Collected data

==============================

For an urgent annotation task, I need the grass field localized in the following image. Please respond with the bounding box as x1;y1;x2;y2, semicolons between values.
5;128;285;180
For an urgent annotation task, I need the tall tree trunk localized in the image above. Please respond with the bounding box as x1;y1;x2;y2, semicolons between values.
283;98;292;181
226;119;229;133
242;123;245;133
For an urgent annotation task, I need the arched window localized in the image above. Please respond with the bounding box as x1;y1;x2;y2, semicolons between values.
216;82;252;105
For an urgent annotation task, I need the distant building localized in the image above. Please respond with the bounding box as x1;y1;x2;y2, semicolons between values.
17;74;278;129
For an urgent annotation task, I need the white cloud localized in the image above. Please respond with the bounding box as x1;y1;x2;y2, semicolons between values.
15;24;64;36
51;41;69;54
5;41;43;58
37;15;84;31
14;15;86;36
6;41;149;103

==============================

### Exercise goal
Rewrite all of the entries above, requests included. Multiply every bounding box coordinate in the answers by 2.4 and round each result to a whole number, rounding halves up.

### Exercise output
For an urgent annotation task, I need the grass field localized in the following image. Please respond with the bounding box as x1;y1;x2;y2, semicolons between values.
12;307;684;432
For an urgent annotation task, I need the tall tree trunk localized in the image above. Please respond with the bounding box as x1;y1;x2;y2, semicolons between values.
679;235;701;434
542;286;550;319
581;295;588;319
For an urgent annotation task, I need the arched window localized in the image above. Please respond with the bounding box as x1;y1;x2;y2, semicolons between values.
518;197;605;252
For an urgent annotation task, I need the distant building localized in the image above. Please respond with the bounding box as x1;y1;x2;y2, semicolons between values.
41;178;667;310
For an urgent annotation task, I need the white cloud localized in the image above. Please respond with the bounding box as x1;y1;x2;y2, semicolons between values.
36;58;154;86
122;98;166;130
12;98;103;139
89;36;202;74
34;36;206;86
14;98;358;247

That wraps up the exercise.